[Dataset records]
= = = = = = =

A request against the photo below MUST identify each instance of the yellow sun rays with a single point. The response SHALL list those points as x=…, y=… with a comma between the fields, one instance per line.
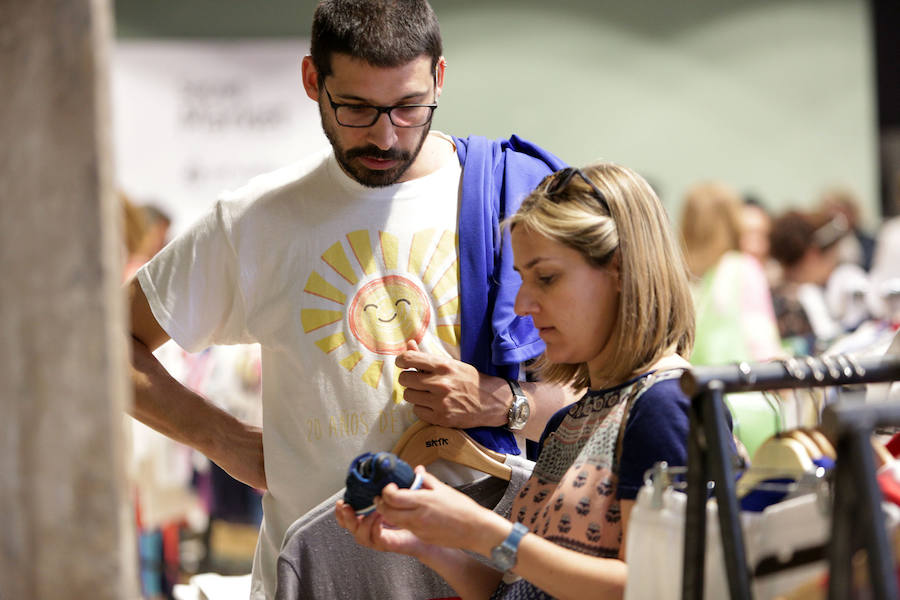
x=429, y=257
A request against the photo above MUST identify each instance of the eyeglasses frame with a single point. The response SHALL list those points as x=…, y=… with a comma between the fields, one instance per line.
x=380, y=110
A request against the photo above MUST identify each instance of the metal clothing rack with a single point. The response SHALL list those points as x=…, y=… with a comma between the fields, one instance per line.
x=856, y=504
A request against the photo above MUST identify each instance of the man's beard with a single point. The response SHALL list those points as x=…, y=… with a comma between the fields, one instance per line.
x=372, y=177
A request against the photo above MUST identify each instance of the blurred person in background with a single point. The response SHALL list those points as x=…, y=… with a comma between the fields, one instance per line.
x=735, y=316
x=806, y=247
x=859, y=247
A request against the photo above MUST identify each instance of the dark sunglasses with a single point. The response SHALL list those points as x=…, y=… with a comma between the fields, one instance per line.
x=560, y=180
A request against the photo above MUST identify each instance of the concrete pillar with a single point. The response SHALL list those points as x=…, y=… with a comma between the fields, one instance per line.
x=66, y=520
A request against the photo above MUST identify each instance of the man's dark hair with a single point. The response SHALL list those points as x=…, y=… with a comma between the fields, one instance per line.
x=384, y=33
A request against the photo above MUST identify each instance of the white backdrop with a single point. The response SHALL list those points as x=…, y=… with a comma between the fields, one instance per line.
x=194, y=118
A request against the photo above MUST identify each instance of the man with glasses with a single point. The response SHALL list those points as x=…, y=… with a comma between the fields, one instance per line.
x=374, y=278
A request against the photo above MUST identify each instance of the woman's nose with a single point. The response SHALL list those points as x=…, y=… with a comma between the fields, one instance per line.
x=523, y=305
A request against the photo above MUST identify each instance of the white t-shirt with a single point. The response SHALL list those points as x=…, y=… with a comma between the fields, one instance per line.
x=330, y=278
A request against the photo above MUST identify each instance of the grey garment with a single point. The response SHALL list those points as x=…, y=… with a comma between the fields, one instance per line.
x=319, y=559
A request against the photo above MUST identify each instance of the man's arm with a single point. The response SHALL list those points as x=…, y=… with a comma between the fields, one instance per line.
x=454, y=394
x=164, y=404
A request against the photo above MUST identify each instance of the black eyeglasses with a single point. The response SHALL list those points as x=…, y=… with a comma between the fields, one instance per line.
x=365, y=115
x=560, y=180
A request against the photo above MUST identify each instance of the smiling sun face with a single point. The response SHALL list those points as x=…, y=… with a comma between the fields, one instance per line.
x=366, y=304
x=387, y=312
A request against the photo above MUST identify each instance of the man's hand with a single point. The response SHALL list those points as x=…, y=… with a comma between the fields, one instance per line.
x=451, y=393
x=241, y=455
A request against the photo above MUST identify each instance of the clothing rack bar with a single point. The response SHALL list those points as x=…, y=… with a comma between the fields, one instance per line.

= = = = = = =

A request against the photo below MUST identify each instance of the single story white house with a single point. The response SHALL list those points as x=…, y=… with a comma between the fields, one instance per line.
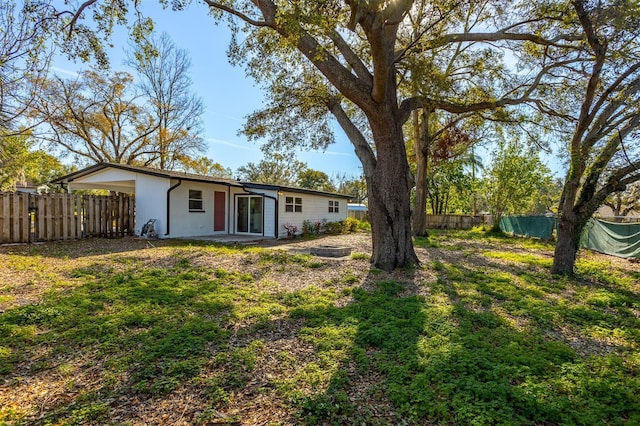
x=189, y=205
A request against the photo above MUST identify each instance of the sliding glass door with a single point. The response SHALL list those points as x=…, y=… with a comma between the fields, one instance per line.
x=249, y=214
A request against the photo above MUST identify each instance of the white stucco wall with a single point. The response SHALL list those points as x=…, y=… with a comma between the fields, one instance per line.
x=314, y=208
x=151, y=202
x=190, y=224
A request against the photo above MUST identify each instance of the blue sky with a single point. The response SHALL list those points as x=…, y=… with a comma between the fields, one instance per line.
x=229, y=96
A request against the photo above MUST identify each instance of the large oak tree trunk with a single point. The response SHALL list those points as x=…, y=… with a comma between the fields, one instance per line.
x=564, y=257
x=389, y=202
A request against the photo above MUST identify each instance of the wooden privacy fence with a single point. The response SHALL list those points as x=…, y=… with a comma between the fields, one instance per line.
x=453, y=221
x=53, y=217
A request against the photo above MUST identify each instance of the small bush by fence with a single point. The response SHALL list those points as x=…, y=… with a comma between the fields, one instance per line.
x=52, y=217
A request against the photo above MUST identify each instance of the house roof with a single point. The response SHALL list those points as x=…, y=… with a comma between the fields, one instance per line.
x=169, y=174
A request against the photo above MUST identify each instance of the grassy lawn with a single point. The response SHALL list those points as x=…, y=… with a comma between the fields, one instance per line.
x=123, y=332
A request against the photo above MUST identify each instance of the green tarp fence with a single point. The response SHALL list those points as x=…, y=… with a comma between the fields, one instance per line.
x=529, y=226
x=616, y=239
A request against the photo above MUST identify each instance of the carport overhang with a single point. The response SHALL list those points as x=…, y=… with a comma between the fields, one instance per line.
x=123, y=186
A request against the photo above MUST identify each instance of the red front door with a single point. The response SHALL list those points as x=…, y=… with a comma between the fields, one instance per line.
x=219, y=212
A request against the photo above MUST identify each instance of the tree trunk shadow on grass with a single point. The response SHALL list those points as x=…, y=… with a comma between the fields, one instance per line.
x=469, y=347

= = = = = = =

- WORK REQUIRED
Reproduce verbatim the lines from the one containing "of the blue" through the one containing "x=229, y=96", both inclusive.

- TASK RESULT
A request against the photo above MUST identify each instance of the blue sky with a single point. The response SHALL list those points as x=…, y=… with a comma between the fields, one instance per line.
x=229, y=96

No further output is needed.